### Problem description:
Pull each line holding "green" out of the entries below.

========================================================================

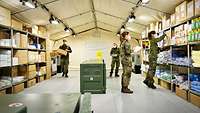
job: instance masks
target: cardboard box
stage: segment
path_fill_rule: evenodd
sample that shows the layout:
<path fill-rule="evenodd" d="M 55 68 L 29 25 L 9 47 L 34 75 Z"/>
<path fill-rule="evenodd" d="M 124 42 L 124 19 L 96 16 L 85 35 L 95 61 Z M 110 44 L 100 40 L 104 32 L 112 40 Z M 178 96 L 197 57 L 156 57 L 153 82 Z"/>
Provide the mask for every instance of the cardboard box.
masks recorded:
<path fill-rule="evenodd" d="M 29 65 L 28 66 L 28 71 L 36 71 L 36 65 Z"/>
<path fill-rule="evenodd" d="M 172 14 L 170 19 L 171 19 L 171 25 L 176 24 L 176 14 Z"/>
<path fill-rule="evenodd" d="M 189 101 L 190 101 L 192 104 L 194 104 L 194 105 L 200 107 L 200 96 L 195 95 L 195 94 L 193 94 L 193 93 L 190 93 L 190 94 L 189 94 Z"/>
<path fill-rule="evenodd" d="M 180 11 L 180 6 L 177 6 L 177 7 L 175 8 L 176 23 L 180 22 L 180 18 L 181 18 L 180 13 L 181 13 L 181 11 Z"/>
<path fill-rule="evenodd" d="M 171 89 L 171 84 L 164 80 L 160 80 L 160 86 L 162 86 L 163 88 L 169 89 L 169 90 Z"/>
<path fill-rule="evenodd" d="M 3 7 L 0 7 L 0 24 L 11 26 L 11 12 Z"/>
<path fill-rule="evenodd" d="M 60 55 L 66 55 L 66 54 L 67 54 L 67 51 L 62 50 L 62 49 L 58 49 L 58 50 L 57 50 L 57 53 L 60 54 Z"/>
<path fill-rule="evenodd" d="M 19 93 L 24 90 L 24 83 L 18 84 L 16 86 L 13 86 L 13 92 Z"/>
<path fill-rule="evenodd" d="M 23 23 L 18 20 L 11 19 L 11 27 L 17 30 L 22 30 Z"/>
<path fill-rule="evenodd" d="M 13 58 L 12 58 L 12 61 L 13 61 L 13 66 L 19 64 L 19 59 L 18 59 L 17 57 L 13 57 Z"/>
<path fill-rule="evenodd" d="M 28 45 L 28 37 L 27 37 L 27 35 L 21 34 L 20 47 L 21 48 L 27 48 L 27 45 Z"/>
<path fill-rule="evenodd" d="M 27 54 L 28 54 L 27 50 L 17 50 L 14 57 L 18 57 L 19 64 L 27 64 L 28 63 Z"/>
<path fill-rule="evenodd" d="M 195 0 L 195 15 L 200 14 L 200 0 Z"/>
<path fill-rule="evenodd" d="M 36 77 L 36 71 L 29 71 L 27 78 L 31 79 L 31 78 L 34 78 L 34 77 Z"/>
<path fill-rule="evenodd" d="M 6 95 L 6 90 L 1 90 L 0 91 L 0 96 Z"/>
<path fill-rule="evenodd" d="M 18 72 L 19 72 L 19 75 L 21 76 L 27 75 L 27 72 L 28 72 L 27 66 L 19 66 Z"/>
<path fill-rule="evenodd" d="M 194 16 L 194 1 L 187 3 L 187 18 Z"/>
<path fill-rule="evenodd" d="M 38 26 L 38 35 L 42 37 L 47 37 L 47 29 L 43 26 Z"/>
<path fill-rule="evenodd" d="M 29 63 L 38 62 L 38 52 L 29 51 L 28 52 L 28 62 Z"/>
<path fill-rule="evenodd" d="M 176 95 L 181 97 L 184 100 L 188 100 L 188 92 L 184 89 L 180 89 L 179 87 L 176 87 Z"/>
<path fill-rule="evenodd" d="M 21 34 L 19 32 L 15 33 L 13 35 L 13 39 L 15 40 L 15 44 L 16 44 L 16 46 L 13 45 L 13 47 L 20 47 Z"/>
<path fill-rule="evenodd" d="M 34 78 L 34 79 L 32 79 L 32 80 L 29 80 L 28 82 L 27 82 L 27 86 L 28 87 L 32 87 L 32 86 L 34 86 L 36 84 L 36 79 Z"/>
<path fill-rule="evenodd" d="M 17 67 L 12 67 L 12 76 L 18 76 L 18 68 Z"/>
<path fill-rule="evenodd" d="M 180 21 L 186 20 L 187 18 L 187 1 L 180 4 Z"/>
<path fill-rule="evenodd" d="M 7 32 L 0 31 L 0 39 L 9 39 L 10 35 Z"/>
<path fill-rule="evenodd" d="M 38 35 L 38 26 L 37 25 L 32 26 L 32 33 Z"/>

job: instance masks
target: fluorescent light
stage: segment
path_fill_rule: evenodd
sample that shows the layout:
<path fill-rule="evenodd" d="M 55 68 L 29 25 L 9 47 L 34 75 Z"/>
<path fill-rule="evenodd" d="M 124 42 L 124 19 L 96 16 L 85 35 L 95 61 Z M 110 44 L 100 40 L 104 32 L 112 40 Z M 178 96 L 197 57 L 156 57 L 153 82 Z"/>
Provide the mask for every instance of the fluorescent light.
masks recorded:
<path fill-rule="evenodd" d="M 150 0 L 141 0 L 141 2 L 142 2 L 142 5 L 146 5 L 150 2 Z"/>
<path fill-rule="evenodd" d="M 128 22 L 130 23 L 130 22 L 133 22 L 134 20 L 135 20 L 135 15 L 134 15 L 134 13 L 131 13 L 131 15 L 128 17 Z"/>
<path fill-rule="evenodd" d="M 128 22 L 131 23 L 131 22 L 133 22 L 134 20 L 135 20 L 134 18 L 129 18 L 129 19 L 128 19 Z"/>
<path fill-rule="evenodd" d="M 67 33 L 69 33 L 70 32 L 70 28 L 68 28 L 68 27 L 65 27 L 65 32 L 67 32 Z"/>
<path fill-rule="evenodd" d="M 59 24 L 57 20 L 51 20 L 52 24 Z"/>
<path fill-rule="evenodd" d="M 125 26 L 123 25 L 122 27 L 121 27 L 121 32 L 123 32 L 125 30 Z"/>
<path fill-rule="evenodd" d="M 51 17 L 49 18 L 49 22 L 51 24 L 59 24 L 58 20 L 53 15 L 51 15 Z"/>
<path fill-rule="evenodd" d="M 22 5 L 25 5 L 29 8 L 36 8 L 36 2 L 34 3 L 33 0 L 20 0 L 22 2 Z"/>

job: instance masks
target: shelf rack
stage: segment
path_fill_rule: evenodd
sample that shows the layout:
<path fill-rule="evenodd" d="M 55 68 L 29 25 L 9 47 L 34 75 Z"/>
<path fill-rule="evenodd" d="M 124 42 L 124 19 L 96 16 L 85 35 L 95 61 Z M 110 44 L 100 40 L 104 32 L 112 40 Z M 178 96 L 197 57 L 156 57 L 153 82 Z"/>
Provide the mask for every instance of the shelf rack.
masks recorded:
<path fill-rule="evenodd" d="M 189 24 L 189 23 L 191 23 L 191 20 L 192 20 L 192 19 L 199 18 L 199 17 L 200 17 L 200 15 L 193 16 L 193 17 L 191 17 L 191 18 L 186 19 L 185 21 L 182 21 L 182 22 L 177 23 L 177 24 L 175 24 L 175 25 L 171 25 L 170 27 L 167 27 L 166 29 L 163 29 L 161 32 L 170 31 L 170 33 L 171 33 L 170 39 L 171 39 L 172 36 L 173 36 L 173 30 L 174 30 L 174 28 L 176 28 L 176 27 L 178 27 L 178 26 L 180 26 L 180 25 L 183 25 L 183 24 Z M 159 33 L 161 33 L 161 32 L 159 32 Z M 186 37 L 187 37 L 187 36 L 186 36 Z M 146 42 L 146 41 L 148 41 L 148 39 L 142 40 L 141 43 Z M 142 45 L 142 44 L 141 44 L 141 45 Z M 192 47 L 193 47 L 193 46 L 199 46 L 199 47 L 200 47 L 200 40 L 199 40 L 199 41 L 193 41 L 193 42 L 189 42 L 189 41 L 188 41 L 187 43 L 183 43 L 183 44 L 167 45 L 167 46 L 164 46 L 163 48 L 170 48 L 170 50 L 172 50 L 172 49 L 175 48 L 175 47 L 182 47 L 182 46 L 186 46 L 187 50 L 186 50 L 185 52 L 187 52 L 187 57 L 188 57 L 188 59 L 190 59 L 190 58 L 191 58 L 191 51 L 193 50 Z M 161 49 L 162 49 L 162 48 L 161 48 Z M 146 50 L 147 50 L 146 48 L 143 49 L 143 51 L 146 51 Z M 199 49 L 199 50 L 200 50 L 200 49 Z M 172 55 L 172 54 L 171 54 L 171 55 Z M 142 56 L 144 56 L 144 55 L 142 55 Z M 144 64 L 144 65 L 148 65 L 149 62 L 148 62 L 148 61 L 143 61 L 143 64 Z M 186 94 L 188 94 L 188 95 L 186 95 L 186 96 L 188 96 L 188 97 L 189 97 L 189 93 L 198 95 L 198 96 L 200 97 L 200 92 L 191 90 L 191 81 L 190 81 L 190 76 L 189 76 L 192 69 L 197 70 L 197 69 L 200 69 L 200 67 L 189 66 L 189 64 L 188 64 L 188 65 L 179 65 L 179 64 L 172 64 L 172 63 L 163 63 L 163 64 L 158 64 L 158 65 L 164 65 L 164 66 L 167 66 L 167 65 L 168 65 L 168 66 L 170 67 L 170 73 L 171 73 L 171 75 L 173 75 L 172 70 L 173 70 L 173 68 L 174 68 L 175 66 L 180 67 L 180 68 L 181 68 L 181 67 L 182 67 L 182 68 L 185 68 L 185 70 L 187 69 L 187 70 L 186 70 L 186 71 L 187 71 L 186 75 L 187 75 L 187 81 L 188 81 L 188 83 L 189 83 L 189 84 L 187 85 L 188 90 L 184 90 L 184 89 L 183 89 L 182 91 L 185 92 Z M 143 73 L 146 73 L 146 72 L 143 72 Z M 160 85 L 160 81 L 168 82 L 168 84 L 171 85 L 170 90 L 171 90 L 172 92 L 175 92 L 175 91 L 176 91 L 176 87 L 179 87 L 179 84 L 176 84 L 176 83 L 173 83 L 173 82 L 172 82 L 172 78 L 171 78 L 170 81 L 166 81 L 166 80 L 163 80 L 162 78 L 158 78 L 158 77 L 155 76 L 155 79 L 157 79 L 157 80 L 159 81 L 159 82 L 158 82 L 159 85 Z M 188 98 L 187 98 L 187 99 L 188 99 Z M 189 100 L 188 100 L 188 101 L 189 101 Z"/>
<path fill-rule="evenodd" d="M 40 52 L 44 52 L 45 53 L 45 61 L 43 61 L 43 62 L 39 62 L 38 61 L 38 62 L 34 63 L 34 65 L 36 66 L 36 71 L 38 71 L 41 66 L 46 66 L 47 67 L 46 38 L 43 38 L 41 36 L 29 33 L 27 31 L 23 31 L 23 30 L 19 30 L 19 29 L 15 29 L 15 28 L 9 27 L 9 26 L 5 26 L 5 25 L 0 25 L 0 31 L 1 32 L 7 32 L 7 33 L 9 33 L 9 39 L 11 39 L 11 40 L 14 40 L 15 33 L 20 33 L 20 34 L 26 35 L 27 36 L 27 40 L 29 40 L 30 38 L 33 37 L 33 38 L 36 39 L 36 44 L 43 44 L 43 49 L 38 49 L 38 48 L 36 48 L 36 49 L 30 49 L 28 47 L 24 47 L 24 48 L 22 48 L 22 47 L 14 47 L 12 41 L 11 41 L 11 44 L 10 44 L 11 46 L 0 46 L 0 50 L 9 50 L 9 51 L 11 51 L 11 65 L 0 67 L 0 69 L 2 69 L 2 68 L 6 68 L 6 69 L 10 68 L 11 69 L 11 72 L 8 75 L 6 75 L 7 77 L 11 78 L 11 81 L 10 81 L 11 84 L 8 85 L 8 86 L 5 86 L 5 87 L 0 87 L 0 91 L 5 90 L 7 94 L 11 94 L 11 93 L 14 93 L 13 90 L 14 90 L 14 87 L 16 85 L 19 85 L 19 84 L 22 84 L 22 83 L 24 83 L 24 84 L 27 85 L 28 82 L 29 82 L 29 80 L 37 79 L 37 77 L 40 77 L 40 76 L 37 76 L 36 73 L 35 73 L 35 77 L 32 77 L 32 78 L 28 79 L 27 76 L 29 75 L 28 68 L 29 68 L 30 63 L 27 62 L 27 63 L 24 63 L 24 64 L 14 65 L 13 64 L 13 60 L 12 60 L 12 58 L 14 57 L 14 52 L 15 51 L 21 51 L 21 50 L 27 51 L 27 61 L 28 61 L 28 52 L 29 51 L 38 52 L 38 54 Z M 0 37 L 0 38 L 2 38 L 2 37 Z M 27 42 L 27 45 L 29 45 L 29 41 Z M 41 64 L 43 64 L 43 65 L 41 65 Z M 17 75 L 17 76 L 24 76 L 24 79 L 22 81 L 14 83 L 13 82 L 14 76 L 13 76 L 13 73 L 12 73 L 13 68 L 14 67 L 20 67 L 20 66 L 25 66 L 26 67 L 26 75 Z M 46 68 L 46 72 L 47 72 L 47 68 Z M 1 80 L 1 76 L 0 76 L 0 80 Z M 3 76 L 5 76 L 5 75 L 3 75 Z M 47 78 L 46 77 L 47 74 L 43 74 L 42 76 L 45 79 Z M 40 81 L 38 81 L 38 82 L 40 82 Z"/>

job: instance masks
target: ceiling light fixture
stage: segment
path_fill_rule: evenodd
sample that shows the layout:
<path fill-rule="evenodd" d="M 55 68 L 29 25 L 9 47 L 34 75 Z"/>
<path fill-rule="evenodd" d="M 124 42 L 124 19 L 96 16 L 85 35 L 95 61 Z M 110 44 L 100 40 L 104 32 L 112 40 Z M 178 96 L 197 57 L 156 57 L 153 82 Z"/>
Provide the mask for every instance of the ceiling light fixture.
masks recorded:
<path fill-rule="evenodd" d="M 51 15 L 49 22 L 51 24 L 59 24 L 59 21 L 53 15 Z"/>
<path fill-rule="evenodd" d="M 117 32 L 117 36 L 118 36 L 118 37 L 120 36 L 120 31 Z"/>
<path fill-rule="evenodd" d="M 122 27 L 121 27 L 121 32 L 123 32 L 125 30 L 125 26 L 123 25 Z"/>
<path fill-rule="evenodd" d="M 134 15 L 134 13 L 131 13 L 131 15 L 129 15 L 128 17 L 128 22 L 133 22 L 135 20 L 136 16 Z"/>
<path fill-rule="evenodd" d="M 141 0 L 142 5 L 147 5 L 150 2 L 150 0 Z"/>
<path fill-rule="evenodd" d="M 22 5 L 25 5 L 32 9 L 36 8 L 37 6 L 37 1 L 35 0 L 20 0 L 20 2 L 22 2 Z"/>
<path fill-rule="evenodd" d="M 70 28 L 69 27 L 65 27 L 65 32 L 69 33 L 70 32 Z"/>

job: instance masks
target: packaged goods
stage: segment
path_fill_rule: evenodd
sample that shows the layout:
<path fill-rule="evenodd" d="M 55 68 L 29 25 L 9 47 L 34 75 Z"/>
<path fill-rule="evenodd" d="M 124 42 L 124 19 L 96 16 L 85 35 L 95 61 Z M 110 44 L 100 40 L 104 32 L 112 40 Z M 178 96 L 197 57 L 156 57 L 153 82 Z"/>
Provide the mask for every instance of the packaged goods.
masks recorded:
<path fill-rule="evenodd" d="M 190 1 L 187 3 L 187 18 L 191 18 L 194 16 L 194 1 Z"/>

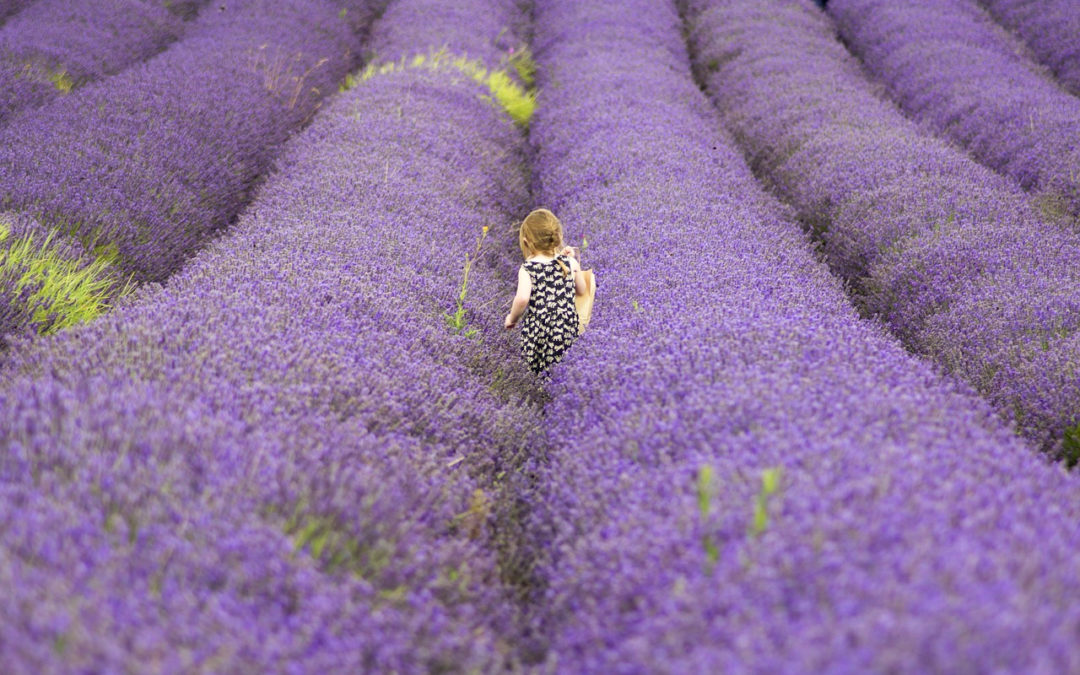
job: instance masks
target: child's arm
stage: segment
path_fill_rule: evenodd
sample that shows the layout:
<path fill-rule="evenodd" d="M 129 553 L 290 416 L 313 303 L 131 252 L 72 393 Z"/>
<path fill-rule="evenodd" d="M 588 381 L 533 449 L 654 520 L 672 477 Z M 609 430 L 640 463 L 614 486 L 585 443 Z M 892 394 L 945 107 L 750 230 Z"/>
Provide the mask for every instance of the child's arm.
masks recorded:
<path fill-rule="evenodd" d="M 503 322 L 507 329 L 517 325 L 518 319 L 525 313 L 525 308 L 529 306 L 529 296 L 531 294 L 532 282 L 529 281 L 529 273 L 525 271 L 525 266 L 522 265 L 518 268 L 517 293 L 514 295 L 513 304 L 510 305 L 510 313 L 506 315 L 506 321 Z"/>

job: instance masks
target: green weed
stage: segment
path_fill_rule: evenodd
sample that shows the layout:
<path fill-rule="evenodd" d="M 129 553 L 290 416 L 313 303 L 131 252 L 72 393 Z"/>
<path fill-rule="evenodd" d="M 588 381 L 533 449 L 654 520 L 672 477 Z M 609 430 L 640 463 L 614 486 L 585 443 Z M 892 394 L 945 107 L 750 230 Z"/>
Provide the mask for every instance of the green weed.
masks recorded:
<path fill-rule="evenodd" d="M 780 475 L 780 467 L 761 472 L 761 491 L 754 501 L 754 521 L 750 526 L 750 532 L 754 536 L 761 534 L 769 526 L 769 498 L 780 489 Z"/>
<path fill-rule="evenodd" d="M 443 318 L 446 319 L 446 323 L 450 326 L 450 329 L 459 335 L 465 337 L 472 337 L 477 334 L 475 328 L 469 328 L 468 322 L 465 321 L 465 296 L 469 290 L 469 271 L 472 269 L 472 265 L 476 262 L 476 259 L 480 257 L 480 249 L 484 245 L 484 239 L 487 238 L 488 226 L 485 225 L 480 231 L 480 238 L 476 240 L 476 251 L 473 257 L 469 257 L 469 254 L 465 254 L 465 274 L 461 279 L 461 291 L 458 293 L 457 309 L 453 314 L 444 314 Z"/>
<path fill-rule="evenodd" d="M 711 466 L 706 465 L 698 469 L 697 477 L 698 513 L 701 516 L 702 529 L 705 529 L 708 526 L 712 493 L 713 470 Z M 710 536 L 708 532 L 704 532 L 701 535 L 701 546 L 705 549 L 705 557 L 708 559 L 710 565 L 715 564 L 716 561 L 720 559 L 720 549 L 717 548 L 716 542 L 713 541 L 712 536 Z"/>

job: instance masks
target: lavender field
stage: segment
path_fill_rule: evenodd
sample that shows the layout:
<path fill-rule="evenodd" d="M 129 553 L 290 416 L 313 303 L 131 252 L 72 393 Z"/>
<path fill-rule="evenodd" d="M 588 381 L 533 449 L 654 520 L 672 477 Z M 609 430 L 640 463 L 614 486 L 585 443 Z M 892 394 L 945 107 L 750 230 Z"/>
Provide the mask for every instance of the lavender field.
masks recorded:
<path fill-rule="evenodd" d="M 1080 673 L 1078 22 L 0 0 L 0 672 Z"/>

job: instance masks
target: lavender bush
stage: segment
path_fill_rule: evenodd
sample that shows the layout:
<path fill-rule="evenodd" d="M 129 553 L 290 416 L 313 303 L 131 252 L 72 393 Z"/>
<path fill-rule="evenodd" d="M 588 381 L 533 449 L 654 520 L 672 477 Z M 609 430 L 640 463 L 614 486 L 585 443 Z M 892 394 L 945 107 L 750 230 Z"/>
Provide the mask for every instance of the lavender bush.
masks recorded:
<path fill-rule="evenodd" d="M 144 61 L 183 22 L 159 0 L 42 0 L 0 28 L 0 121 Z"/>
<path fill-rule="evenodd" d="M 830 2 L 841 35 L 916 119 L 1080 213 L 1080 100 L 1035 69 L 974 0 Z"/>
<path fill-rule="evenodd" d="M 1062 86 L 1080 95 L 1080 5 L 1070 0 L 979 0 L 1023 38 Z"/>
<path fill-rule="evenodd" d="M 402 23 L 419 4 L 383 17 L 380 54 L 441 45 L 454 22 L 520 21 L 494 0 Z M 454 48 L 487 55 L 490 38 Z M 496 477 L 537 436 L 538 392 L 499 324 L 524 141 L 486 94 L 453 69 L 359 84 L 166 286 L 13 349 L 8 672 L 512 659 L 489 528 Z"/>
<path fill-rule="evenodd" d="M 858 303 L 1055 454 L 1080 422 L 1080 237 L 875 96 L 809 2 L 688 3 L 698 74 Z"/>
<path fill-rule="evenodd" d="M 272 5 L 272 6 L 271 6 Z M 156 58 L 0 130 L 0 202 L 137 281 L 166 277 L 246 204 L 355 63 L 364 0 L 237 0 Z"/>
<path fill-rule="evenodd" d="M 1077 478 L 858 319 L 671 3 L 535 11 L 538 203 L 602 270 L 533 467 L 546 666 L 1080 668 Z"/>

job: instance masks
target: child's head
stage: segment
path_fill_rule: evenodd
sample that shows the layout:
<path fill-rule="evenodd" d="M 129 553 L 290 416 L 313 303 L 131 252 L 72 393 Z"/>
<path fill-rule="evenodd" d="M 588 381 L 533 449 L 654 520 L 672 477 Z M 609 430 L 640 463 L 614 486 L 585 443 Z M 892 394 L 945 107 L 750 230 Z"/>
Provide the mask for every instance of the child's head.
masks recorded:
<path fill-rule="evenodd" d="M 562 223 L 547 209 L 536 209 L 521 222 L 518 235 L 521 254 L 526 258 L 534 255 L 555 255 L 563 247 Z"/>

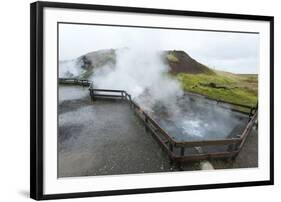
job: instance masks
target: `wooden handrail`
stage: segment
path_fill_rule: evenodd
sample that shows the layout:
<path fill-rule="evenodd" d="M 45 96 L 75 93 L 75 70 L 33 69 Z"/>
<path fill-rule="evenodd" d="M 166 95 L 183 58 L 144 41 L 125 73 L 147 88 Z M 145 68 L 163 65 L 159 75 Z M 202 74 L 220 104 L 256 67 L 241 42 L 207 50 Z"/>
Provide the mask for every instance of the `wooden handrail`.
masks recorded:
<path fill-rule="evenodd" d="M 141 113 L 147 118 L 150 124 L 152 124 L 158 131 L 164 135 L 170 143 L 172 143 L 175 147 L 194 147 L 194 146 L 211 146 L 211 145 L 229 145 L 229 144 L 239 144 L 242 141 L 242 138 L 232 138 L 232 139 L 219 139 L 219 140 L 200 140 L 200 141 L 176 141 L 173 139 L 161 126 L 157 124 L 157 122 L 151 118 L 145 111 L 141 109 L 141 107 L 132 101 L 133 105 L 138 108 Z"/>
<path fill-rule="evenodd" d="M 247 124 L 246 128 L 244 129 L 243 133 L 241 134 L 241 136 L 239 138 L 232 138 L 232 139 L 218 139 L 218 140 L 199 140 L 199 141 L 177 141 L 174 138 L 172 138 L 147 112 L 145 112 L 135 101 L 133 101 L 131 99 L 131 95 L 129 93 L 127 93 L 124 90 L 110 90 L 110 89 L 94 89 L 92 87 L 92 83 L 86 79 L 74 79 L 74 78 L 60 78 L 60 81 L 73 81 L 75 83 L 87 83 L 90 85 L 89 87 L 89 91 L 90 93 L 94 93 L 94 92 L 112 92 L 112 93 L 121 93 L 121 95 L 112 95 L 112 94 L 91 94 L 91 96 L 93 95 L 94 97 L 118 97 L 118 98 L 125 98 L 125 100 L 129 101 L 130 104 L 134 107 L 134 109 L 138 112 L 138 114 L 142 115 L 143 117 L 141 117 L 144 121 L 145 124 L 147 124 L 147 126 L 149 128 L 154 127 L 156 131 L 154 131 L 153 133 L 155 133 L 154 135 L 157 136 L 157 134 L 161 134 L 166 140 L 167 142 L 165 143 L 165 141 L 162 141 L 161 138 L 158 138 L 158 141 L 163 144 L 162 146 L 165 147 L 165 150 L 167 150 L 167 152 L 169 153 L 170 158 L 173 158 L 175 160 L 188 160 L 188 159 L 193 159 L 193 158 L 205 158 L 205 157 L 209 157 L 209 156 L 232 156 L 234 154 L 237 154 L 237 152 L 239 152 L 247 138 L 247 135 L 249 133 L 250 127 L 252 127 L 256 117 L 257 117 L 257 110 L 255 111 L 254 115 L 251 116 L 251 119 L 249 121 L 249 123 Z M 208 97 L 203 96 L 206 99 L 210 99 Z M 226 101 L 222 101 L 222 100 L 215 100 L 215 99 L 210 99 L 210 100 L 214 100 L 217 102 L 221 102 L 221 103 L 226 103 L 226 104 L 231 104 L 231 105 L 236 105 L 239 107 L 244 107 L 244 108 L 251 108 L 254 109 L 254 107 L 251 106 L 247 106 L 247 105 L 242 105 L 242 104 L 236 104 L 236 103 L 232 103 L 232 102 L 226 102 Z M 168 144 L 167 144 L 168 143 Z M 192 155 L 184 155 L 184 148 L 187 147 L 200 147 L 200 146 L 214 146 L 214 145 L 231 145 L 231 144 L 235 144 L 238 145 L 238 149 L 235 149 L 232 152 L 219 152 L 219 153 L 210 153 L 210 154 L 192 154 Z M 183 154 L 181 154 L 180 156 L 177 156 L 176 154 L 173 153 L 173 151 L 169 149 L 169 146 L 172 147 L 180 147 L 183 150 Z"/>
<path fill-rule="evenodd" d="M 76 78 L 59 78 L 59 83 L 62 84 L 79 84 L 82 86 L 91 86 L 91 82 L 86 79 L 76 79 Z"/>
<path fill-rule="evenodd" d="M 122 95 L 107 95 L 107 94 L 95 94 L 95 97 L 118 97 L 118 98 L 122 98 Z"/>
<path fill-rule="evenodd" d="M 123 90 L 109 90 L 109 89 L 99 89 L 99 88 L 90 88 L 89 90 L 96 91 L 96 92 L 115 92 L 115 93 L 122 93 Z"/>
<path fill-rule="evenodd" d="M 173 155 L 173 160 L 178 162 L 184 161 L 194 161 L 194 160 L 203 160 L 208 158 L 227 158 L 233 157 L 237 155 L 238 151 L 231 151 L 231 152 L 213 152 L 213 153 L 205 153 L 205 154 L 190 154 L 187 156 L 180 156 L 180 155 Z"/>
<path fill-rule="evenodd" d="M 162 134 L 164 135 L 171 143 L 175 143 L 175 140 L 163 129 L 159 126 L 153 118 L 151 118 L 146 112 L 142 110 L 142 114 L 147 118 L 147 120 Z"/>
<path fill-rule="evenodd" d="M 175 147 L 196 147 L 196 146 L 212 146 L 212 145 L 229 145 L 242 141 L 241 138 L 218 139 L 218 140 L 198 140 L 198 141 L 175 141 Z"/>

========================================================================

### Task answer:
target: green weed
Provide the mask for every instance of the green weed.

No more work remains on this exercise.